* START *

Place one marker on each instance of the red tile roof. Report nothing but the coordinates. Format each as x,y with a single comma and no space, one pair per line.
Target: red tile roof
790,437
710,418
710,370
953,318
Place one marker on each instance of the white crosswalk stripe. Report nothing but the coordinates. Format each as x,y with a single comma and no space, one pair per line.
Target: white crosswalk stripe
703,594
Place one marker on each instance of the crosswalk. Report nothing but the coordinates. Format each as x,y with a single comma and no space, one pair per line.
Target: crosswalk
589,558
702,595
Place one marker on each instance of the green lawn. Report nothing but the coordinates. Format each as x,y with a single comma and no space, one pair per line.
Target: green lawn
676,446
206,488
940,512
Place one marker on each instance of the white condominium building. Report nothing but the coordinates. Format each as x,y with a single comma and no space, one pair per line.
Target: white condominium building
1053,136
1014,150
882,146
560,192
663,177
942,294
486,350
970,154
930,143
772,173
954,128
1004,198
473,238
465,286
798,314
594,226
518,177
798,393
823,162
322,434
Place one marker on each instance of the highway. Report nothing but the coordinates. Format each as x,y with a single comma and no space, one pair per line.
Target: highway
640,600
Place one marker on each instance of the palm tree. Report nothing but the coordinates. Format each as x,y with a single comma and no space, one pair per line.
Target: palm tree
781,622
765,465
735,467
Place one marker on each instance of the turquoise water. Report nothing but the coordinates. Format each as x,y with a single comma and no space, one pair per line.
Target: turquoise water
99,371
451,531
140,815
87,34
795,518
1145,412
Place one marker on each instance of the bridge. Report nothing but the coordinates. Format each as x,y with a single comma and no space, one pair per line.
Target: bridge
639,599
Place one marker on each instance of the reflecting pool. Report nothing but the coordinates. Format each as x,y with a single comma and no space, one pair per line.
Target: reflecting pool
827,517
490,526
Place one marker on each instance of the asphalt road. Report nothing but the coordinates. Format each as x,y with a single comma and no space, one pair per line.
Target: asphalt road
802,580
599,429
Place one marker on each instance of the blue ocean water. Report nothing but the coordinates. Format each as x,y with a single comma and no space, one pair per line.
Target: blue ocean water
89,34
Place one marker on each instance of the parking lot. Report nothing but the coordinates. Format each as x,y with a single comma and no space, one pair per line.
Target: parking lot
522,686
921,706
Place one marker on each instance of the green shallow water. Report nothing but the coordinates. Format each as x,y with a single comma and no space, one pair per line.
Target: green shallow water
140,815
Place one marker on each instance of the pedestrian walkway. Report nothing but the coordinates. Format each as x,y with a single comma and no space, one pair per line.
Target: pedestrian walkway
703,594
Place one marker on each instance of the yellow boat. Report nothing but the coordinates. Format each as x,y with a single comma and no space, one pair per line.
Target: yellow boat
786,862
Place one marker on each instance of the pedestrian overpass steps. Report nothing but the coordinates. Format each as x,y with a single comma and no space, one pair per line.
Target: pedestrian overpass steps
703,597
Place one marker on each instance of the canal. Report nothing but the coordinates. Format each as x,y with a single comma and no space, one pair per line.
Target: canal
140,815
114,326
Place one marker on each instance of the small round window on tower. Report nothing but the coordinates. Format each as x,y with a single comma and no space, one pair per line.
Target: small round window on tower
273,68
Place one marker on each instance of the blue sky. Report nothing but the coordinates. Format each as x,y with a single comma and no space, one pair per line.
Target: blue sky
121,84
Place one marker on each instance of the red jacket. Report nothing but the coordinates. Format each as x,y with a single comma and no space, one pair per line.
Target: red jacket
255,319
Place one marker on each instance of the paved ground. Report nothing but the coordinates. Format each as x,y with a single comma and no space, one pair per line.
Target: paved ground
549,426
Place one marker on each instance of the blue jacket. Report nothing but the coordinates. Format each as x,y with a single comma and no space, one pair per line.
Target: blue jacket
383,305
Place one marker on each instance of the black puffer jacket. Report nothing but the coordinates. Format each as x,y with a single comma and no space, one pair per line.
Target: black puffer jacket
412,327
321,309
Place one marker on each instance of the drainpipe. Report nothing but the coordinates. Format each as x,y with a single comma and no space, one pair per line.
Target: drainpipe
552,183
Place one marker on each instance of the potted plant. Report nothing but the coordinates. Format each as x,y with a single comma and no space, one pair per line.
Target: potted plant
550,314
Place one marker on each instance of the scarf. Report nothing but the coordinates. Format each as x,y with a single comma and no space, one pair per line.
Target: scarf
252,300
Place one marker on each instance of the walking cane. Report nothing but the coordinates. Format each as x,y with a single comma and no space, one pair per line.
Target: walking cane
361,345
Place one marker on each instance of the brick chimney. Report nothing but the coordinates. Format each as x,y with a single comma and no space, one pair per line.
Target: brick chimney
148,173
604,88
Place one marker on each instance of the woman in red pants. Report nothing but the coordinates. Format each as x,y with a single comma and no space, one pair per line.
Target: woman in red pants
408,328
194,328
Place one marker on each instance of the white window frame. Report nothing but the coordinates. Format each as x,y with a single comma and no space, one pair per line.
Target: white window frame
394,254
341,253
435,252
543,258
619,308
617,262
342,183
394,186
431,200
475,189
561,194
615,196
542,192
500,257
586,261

* END *

Reproduce the data, keeping every line exactly the same.

Place one marker on each instance of the red tile roof. Report nothing but the coordinates. Format each as x,y with a single comma and no space, one pair per line.
Target: red tile roof
790,437
710,418
710,370
953,318
Place one marker on each instance of the white crosswalk stripe. Report nothing but the coordinates. Format each as x,y with a single comma and no space, one pair per line.
Target: white crosswalk stripe
703,594
Place one marker on each instance of the crosswalk. Report nothing but the coordinates. Format each as x,y with a single comma and no space, one pair per line.
Target: crosswalk
589,558
702,595
Place one marker on each instance of the green lawn. Report nothing but the coordinates. Format each as x,y with a single comma and no space, one pair per line.
Target: green lawn
676,446
206,488
940,512
Place one marker on each instance of the white condominium building. Report nothing but the coordinates. Format each as x,y with a single comma and no space, one pair per line.
Target: white condominium building
1053,136
1014,150
882,146
560,192
663,177
942,294
486,350
970,154
930,143
772,173
954,128
1004,198
473,238
465,286
798,314
594,226
518,177
798,393
823,162
322,434
Place one marker on each instance of the highway. Report nothing but the coordinates. Format each as x,y with a single comma and no space, one pair per line.
Target: highway
640,600
Place one marker on each instance of the palm tree. Report nothing but the coordinates. Format each as x,y with a single comma and no space, one pair per line.
Target: palm tree
781,622
765,465
735,467
Place one marker on each instance of the turquoise water. Report nothing but the coordinates. Format each as x,y with a single comma and no space, one pair per line.
Target: turquoise water
99,371
451,531
140,815
87,34
795,518
1145,412
Place one marker on each instance of the bridge. Report nothing but the coordinates. Format each as x,y with a single comma and no space, one pair per line.
Target: bridge
639,599
Place one marker on each instance of the reflecting pool. Report nothing but the coordinates. Format each as x,y with a single comma and no space, one pair per line.
Target: reflecting pool
827,517
490,526
Place one marker on each instance of the asphalt road. Report nothing but the coordinates. Format each as x,y with a single comma and no space, one pair per line.
Target: asphalt road
802,580
599,429
Place one marker on each instance of the blue ocean water. Report nothing but the coordinates. Format each as x,y with a single comma and no space, one pair per line.
Target: blue ocean water
89,34
Place one marker on each instance of the parking lot. Report nothing but the coordinates. Format each as x,y with a single comma and no space, one pair per line.
Target: parking lot
522,686
921,706
Place one marker on each instance of the green shallow water. Report nothing but the coordinates. Format each as x,y with a single comma and no space, one pair per line.
Target: green shallow water
140,815
Place one marker on each instance of the pedestrian walkway. Report nothing but the coordinates. Format each as x,y with a single comma and no space, one pair per line.
Target: pedestrian walkway
703,594
Place one marker on each instance of the yellow boat. Report nothing but the coordinates. Format each as x,y with a single comma and no space, one pair per line.
Target: yellow boat
786,862
Place one marker on each instance of the pedestrian overpass steps. Report nothing but the coordinates. Format each as x,y with a single comma and no space, one pair per line.
Target: pedestrian overpass steps
703,597
Place one marker on each instance of the canal. Report nothing but the coordinates. Format each as x,y with a single comma and no space, one pair per line.
Target: canal
140,815
114,326
Place one marker on each instance of the small round window on tower. Report nothing but the coordinates. Format each as x,y with a single comma and no space, one pair per line.
Target: small round window on tower
273,68
Place one marker on each instance of the blue sky. Report nothing but the coordinates. Format each as x,y with a single comma and no space, one pair per line.
Target: blue sky
121,84
Place one marker on each instance of the red jacket. Report nothing but the coordinates. Format each as x,y with a single comma and no space, one pair per line.
Target: red jacket
255,319
Place one marker on each instance of the paved ground. Report nothing but the coordinates. Format each as x,y with a single comma and no space, one pair per line.
Target: paved ground
549,426
Place one marker on each instance of the blue jacket. Report nothing but the coordinates. Format each as x,y with a single comma and no space, one pair per line.
Target: blue jacket
383,305
Place one marker on each instance of the black puffer jacket. Report nothing but the coordinates. Format each as x,y with a single comma and no space, one pair per line.
Target: black puffer jacket
412,327
321,309
Place one marker on each instance of the drainpipe. Report nothing but the coordinates. Format each as x,y with a single comma and no space, one pair per line.
Target: drainpipe
552,183
Place one marker on each instance of the potted plant. Report nothing but the coordinates. Format each as x,y with a single comma and no space, one pair per line.
Target: potted plant
550,314
Place one marker on each instance of the scarf. Report nothing but the coordinates. Format each as x,y with a single comma and no space, one pair per line.
Target: scarf
252,300
Place one marker on each instance of the walking cane. Report nothing but the coordinates. Format each as x,y with a single comma and no space, one pair per line.
Target: walking cane
361,345
Place one marker on each instance of the brick chimney. Report nothing but the coordinates. Format each as x,y with a single comma and no space, one pair per line.
Target: brick chimney
148,173
604,88
Place one marker on each instance of the woman in red pants. Report nothing but the coordinates. Format each as x,y with a single comma and no space, one pair per line.
Target: woman in red pants
408,328
194,328
Place one marker on each instance of the white window frame. Report nothing but the coordinates. Format each as x,y with a single comma and no space, one pair per line.
Target: white window frame
394,254
341,253
435,252
543,258
619,308
617,262
342,183
394,186
431,200
475,189
561,194
615,196
542,192
500,257
586,261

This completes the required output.